- Problem description -
In the article about Death Comes to Time, on which website was the drama first broadcast?

- Selection -

Death Comes to Time is a webcast audio drama based on the long-running British science fiction television series Doctor Who, produced by the BBC and first broadcast in five episodes on the BBCi Cult website from 12 July 2001, accompanied by limited animation.

It was the BBC's first new Doctor Who broadcast since the 1996 film.

Synopsis
When two Time Lords are killed, the Seventh Doctor together with his companion Antimony must stop the powerful General Tannis' plans for conquest and Ace is groomed to face a new destiny.

Plot
In a show of force, General Tannis destroys the city of Annit — population 9 million — and then demands the surrender of Admiral Mettna. This is the first stage in the Canisian invasion of the Santine Republic, which falls quickly. Tannis himself kills their president. It is to this world the Seventh Doctor and Antimony have arrived. The Doctor soon meets Senator Sala, the leader of the resistance and rescues her and other resistance fighters from captivity. When the Doctor sees burning trees, he realises someone is trying to contact him.

A being identifying himself as a "God of the Fourth" appears on a spaceship to rescue a prisoner — that prisoner is Ace. He tells her that he is Casmus, and that she was rescued so that she could learn.

- Supplied entries -

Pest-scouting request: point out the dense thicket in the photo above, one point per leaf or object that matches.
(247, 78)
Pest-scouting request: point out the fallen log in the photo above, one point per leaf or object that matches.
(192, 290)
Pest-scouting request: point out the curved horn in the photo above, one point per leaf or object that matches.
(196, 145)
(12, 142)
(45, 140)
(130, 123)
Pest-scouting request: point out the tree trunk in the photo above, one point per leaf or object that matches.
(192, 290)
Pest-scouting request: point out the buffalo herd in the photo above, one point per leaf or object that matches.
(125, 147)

==

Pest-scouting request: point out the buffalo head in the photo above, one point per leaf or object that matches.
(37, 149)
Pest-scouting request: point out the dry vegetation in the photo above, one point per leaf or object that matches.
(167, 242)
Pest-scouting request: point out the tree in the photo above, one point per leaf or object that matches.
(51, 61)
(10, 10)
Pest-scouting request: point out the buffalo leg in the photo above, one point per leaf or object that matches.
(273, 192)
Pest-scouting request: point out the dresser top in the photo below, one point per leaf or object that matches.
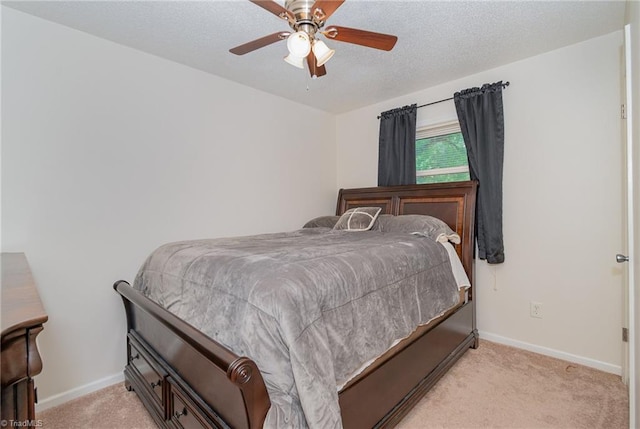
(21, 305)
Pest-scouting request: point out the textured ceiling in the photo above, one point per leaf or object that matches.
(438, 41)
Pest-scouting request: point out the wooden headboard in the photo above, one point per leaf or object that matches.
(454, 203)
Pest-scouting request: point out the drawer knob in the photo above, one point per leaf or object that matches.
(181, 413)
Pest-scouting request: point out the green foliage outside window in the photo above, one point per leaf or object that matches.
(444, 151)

- Written answer -
The BBCi Cult website.